» **Aufgabenstellung**: Gib aus dem Text über die Genfer Revolution von 1782 den Abschnitt von „Die Menschen in“ bis „aus der Stadt.“ wortgetreu zurück.

-------- Textauszug

Die Menschen in den einfachen Vierteln, Natifs und Bourgeois, wollen nicht länger den Bankiers, den schmarotzenden Rentiers, den großen Patrizierfamilien unterworfen sein. König Ludwig XVI., der eine Demokratie vor den Toren seines Reiches fürchtet, nennt die Genfer «die Wütenden».

Die erste demokratische Revolution Europas in der Schweiz

Dabei wüten sie gar nicht. Die, so schreibt Daniel de Roulet, „erste demokratische Revolution Europas“ verlief friedlich - dauerte aber nur knapp drei Monate. Durchsetzen konnten sich die neuen Ideen erst Jahre später.

Denn Anfang Juli 1782 jagten die Genfer Patrizier mithilfe von konterrevolutionären Franzosen, Sarden und Schweizern die frühen Revolutionäre aus der Stadt.

„Aber diese erste Revolution, die ist auch nicht in Genf bekannt“,

sagt Daniel de Roulet und zeigt in der Genfer Altstadt auf die historischen Kanonen, die dort vor dem alten Zeughaus ausgestellt sind und noch heute zum Einsatz kommen - in Erinnerung an die Restauration von 1814.

„die Kanonen, die Sie da sehen. Jedes Mal am 31. Dezember schießen wir diese Kanone für die Restauration. Die Patrizier, die lokale Macht von vorher ist wieder an die Macht gekommen, hat all diese revolutionäre Sachen weg. Das wird heute noch gefeiert. Die Hauptfeier von Genf ist La Restauration.“ 

De Roulet aber interessiert sich für die „revolutionären Sachen“. In „Die rote Mütze“ erzählt er vom Schicksal der 1782 aus Genf verjagten Revolutionäre - und von einem weiteren wenig bekannten Kapitel der Schweizer Geschichte: Samuel, einer der jungen Revolutionäre, verdingt sich als Söldner.

Nur wenige im Regiment von Châteauvieux wollten Soldat werden. Manche von ihnen hatten Schulden, eine Familie zu ernähren, oder es war auf ihrem Hof das Heu gegoren, Feuer ausgebrochen und am Morgen trotz des Schnees alles verkohlt und qualmend. Der Rekrutierer hatte sie gedrängt, sein Formular zu unterschreiben. Er nennt es treffend Kapitulation.

„Für die Leute, die arm waren und keine Möglichkeit hatten, war der Söldnerdienst der Schweizer eine sehr wichtige Sache. Da waren mehr als 2 Millionen Schweizer als Söldner in ganz Europa gegangen und die waren berüchtigt und und teuer verkauft - also richtig als Söldner. Und du hast überhaupt keine Möglichkeit. Was? Wofür kämpfst du eigentlich? Und das ist eine richtige Geschichte.“

Revolutionäre Schweizer Söldner im Diest des Königs

Und was für eine: Die revolutionären Söldner aus Genf müssen nämlich 1789 in Paris ausgerechnet den französischen König verteidigen. Aber als ihnen dann der Sold verweigert wird, meutern sie.

----------------
-------- Erfasste Angaben

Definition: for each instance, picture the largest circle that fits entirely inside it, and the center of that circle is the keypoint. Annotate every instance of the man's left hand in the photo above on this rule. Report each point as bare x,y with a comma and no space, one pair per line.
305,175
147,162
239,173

----------------

» **Ergebnis**:
Die Menschen in den einfachen Vierteln, Natifs und Bourgeois, wollen nicht länger den Bankiers, den schmarotzenden Rentiers, den großen Patrizierfamilien unterworfen sein. König Ludwig XVI., der eine Demokratie vor den Toren seines Reiches fürchtet, nennt die Genfer «die Wütenden».

Die erste demokratische Revolution Europas in der Schweiz

Dabei wüten sie gar nicht. Die, so schreibt Daniel de Roulet, „erste demokratische Revolution Europas“ verlief friedlich - dauerte aber nur knapp drei Monate. Durchsetzen konnten sich die neuen Ideen erst Jahre später.

Denn Anfang Juli 1782 jagten die Genfer Patrizier mithilfe von konterrevolutionären Franzosen, Sarden und Schweizern die frühen Revolutionäre aus der Stadt.